EXERCISE INSTRUCTIONS:
Locate all lines in the data below that hold "instance" and show them.

DATASET EXTRACT:
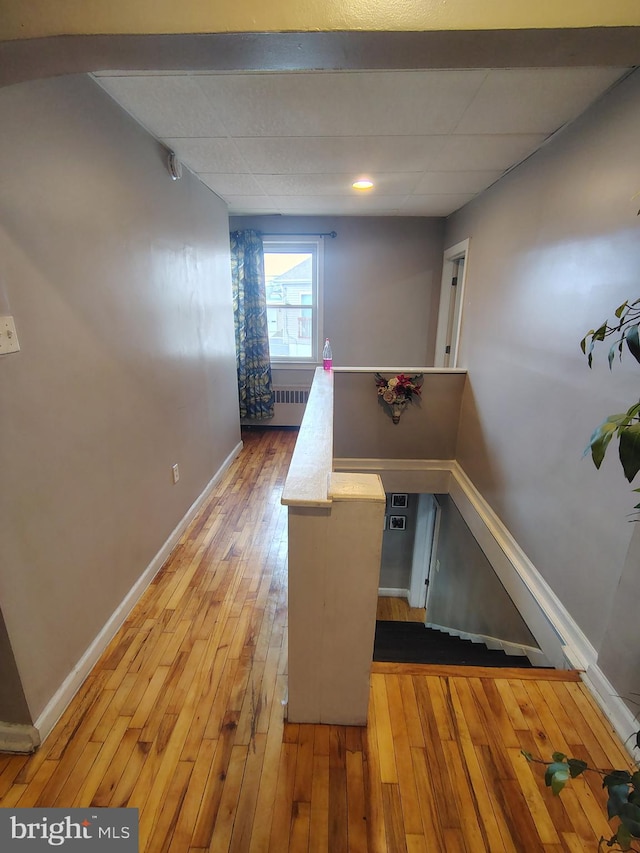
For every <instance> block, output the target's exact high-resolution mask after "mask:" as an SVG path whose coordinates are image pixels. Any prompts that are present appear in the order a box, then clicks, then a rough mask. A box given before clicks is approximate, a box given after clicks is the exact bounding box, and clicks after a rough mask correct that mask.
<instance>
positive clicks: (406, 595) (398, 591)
mask: <svg viewBox="0 0 640 853" xmlns="http://www.w3.org/2000/svg"><path fill="white" fill-rule="evenodd" d="M378 596H379V597H381V598H406V599H407V600H408V599H409V590H408V589H400V588H399V587H395V586H381V587H379V588H378Z"/></svg>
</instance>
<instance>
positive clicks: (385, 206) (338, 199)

RESULT FOR THIS EXERCISE:
For every <instance> block, output the target's exact high-resolution mask after "mask:" as an SVG path whose coordinates are image pixels. Any prompts that are present appear in the order a box, then clicks, then a rough mask. A box given before clicks is approximate, a box given after clicks is the exact bounding box, and clicks after a rough mask correct that mask.
<instance>
</instance>
<instance>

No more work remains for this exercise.